### EXERCISE DETAILS
Starting at the line that holds "Exercise. Locate the wire" and stopping at the line that holds "Exercise. Locate the tree trunk", restate the records below word for word, with both of those lines included.

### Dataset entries

▼

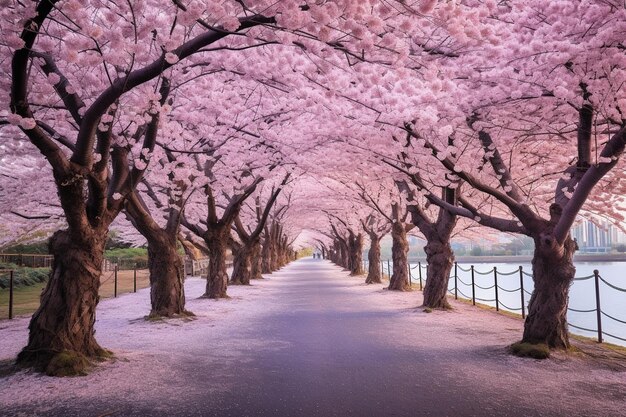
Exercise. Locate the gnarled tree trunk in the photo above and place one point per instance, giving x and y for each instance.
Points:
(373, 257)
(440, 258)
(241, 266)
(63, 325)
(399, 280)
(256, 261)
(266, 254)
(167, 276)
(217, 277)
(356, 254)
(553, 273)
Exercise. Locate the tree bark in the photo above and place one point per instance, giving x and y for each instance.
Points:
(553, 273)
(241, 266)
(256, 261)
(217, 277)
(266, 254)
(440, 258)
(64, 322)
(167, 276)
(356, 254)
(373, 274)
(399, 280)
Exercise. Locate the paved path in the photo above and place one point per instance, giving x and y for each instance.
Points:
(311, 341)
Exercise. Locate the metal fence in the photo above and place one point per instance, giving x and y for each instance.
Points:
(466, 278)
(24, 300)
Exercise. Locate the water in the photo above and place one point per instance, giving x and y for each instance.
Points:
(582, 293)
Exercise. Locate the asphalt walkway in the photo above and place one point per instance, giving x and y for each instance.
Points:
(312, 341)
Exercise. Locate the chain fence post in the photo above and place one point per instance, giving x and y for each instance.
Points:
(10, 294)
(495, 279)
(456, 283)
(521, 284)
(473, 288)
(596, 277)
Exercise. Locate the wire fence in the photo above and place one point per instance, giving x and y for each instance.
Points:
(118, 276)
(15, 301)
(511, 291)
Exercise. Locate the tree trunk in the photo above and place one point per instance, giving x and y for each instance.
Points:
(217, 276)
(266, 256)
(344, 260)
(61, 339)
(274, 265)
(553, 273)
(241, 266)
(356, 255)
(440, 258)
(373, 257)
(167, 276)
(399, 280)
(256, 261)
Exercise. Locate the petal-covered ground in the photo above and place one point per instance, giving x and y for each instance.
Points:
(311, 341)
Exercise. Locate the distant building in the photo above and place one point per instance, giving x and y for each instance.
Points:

▲

### RESULT
Exercise. Locate the wire fence in the photo above and place one point per instance, giving x and y for each instance.
Points:
(118, 276)
(15, 301)
(511, 291)
Exercise. Locate the tree trunk in the photo above and place one point per instance, giving x and y for each instance.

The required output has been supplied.